| Instructions for the task |
For each entry below, copy the text exactly and leave out any picture.

| Study material |
----------
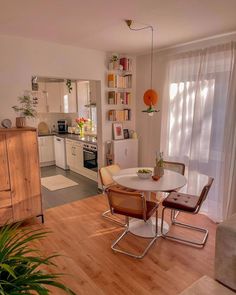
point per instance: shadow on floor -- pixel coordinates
(85, 188)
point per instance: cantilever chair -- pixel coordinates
(176, 167)
(106, 174)
(189, 204)
(131, 204)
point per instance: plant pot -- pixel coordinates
(158, 171)
(20, 122)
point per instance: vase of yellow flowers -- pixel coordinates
(159, 168)
(81, 122)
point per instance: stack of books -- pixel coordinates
(119, 115)
(118, 81)
(126, 63)
(115, 97)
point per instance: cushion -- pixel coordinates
----------
| Exercise result |
point per instance: shadow on floor -- pixel coordinates
(85, 188)
point per instance: cantilever chair -- pixel coordinates
(176, 167)
(106, 174)
(189, 204)
(131, 204)
point per instance: plant pot -- pixel coordinates
(158, 171)
(20, 122)
point per instance: vase of yellow flowers -- pixel coordinates
(159, 168)
(81, 122)
point per instance: stack of books -- pixel coordinates
(119, 115)
(118, 81)
(126, 63)
(115, 97)
point per instance: cushion -- pixel coordinates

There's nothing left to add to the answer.